[Problem 1] Rewrite the paragraph beginning "Orthorexia, in short, is defined" from the article on clean eating and orthorexia as a short bulleted list that keeps its main facts.
[Problem 2] Transcribe the passage of the article on clean eating and orthorexia that runs between "Orthorexia, in short, is" and "with moral prowess.", inclusive.

Hektoen International

A Journal of Medical Humanities

Clean eating and orthorexia as technologies of the self

Cristina Hanganu-Bresch
Philadelphia, Pennsylvania, USA

Photo by Dan Gold from Burst. Licensed under Creative Commons

As numerous social and traditional media outlets and ads constantly remind us, our diets must be “clean”—a vague descriptor whose fuzzy boundaries can fit a plethora of surrogate terms: organic, natural, whole, non-GMO, unprocessed, gluten free, vegan, sugar-free, fat-free, low-carb, raw, unrefined, and so on. The evidence for “clean eating” is often contradictory or cherry-picked, but its dogma is nevertheless viscerally felt to be true, or at least compelling, banking on a series of binaries lopsided in its favor: clean/dirty, organic/synthetic, natural/artificial, whole/incomplete, unprocessed/processed, pure/altered, raw/cooked. The idea that what we eat can not only sustain us but also cleanse, purify, repair, and even transmute our bodies into an enlightened, superior version of ourselves is very old. Hippocrates recommended diet as the first line of prevention of (and defense against) disease. Hunger, eating, ingestion, and the larger semiotic universe of consumption has been largely used to signify the relationship of the body with the universe, and of the ego with the outside world of ideas, feelings, and actions. Food is the symbolic vehicle that travels from the outside in, filling, nurturing, healing, and transforming the body as well as the spirit.

The modern-day obsession with “clean eating” has sprouted from multiple diffuse nodes: healthism (the neoliberal tenet that we are each individually responsible for our own health), clever marketing, alternative medicine and lifestyles, a reaction to western lifestyle diseases (e.g. obesity), food scares (e.g., E-coli contaminations, Mad Cow Disease), as well as a preoccupation with the dietary purity of the populace, which often took nationalistic and racist overtones.1, 2 But what happens when one gets so obsessed with clean eating as to be (ironically) consumed by it? According to recent research, one can acquire a new eating disorder: orthorexia, derived from the Greek orthos=right, and rexia=hunger, appetite.

Orthorexia, in short, is defined as a compulsion for eating “right,” that is pure, healthy food in pursuit of perfect health and control over one’s body.3 The definition of “pure” or “healthy” varies, depending on the vagaries of alternative nutrition “science” seeking to cure modern-day ailments through diet. The overall wellbeing of the orthorexic sufferer may be affected by weight loss, persistent dysphoric states, anxiety toward meal planning and social situations involving food, obsessive behaviors and illusions of control, and nutritional imbalances (stemming, ironically, from the quest for nutritional perfection).4 Orthorexia engenders feelings of control and superiority, which equate nutritional choices with moral prowess.

[The data]

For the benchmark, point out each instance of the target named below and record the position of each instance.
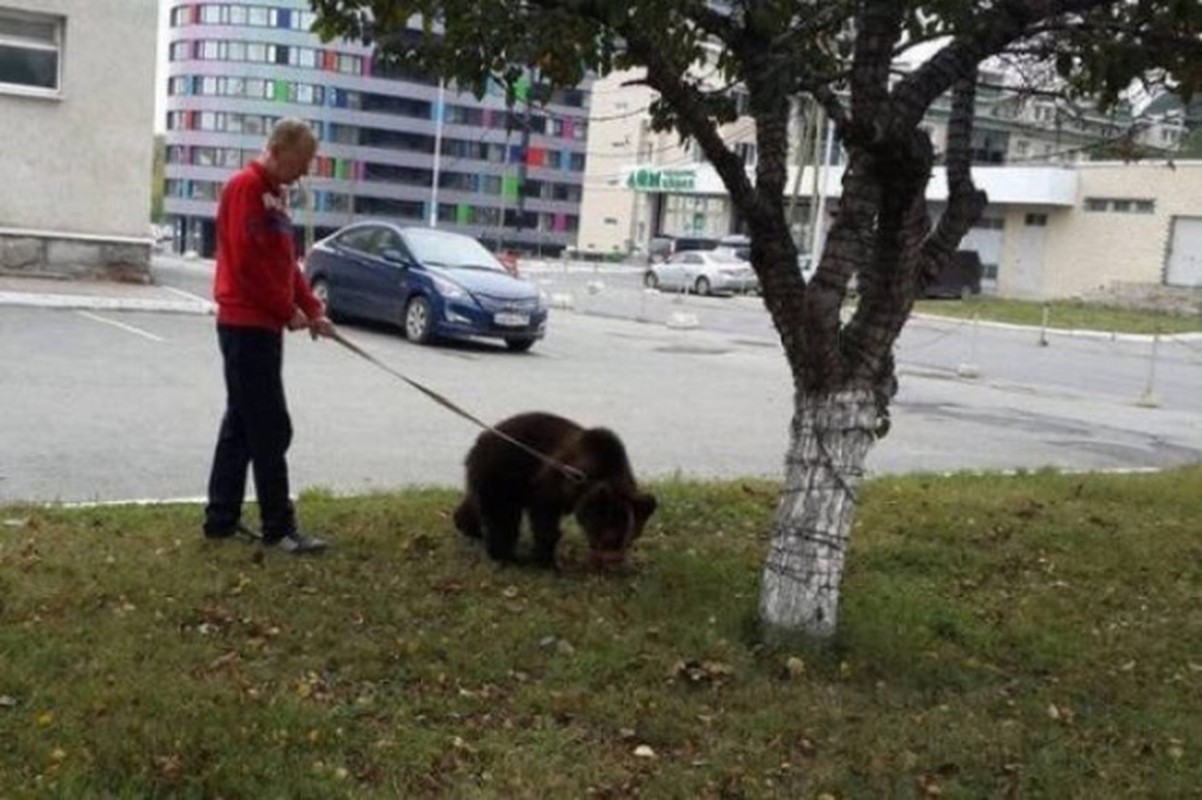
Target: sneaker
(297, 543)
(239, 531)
--
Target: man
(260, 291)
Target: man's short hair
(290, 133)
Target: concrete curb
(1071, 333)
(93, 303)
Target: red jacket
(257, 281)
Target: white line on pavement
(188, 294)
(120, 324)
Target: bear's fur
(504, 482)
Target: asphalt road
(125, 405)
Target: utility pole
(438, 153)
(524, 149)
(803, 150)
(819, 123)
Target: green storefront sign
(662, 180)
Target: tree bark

[Exercise output 1]
- Orthorexia is a compulsion to eat "right": pure, healthy food pursued for perfect health and control over one's body.
- What counts as "pure" or "healthy" varies with alternative nutrition "science" that tries to cure modern ailments through diet.
- It can harm the sufferer's overall wellbeing through weight loss, persistent dysphoric states, anxiety about meal planning and social situations involving food, obsessive behaviors and illusions of control, and nutritional imbalances.
- Those imbalances ironically stem from the quest for nutritional perfection.
- It produces feelings of control and superiority that equate food choices with moral prowess.

[Exercise output 2]
Orthorexia, in short, is defined as a compulsion for eating “right,” that is pure, healthy food in pursuit of perfect health and control over one’s body.3 The definition of “pure” or “healthy” varies, depending on the vagaries of alternative nutrition “science” seeking to cure modern-day ailments through diet. The overall wellbeing of the orthorexic sufferer may be affected by weight loss, persistent dysphoric states, anxiety toward meal planning and social situations involving food, obsessive behaviors and illusions of control, and nutritional imbalances (stemming, ironically, from the quest for nutritional perfection).4 Orthorexia engenders feelings of control and superiority, which equate nutritional choices with moral prowess.